Pasaje citado –
========================================
Son 44 cartas escritas en un lapso relativamente breve de tiempo, entre el 2 de octubre del 2011 y el 24 de junio de 2012, que por su insistencia entendemos como un modo de mantenerse anclado al país de origen en la figura del amigo que allá permanece; y que por su sistematización y tono constituyen una especie de diario donde el protagonista va construyendo su propia experiencia de extranjería, que finalmente lo lleva al delirio, llegando incluso a poner en duda la escritura de las cartas.

“No puede ser, sé perfectamente que llevo meses escribiendo estas cartas, sino que además las he enviado a Chile, así que es imposible que todas hayan desaparecido o peor que nunca las hubiera escrito.”

Las cartas son un cuerpo unilateral, el receptor no acusa recibo, lo que exaspera al emisor que pierde el vínculo. Tanto la realidad de un otro-receptor como la posibilidad de su invención, a ratos parece ser un pretexto para articular un relato de vida.

“Desconozco los motivos por lo que te escribo esta carta. Las anteriores tenía una idea clara, pero en ésta no hay nada, es como cuando se oscurece acá antes de la tormenta. Ojalá no sea un presagio.”

Sin nombrar jamás a este amigo (lo que podría suponer un receptor ficticio), las primeras cartas parten encabezadas por fórmulas cariñosas y llenas de entusiasmo: “Estimado amigo” o “Amigazo”, justificadas por el optimismo del recién llegado:

“Aquí es donde vale la pena vivir. Son barrios que por lo general se resisten a cambiar o cambian más lento que los de la zona norte, que básicamente son como Chile, donde todo muta de un año para el otro, donde el bar de moda pasa de moda en nueve meses o menos, donde el café top se muda para encontrar mejor clientela y un alquiler más bajo.”
========================================
Fragmento fuente –
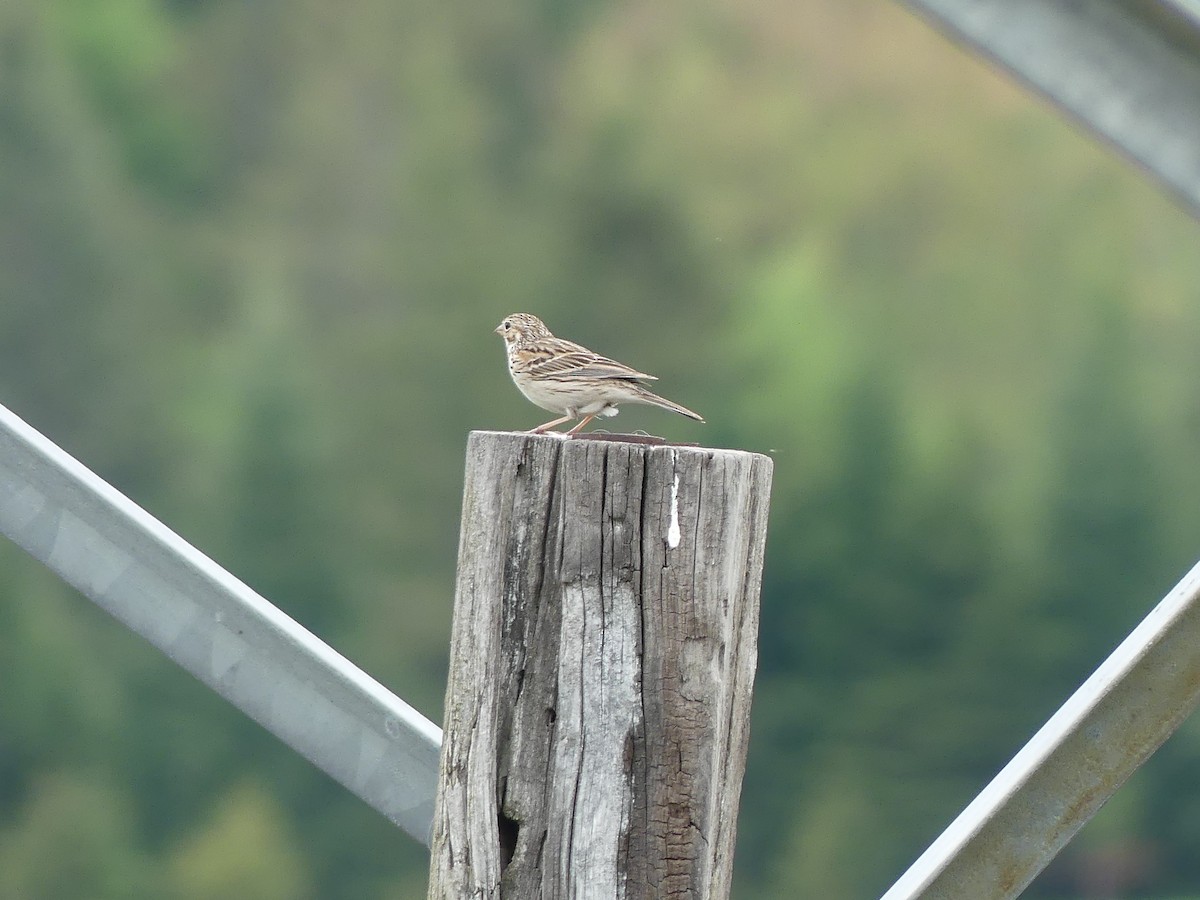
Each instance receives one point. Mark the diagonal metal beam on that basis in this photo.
(1059, 780)
(1128, 70)
(216, 628)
========================================
Para trabajar –
1) Transcribe el pasaje citado sin cambiar nada: empieza en las palabras que contienen "Las cartas son" y termina después de "relato de vida.".
2) En el pasaje citado, las cartas se citan en tres párrafos propios entre comillas. Escribe la primera oración de cada una de esas citas.

Resultados del ejercicio –
1)
Las cartas son un cuerpo unilateral, el receptor no acusa recibo, lo que exaspera al emisor que pierde el vínculo. Tanto la realidad de un otro-receptor como la posibilidad de su invención, a ratos parece ser un pretexto para articular un relato de vida.

2)
- "No puede ser, sé perfectamente que llevo meses escribiendo estas cartas, sino que además las he enviado a Chile, así que es imposible que todas hayan desaparecido o peor que nunca las hubiera escrito."
- "Desconozco los motivos por lo que te escribo esta carta."
- "Aquí es donde vale la pena vivir."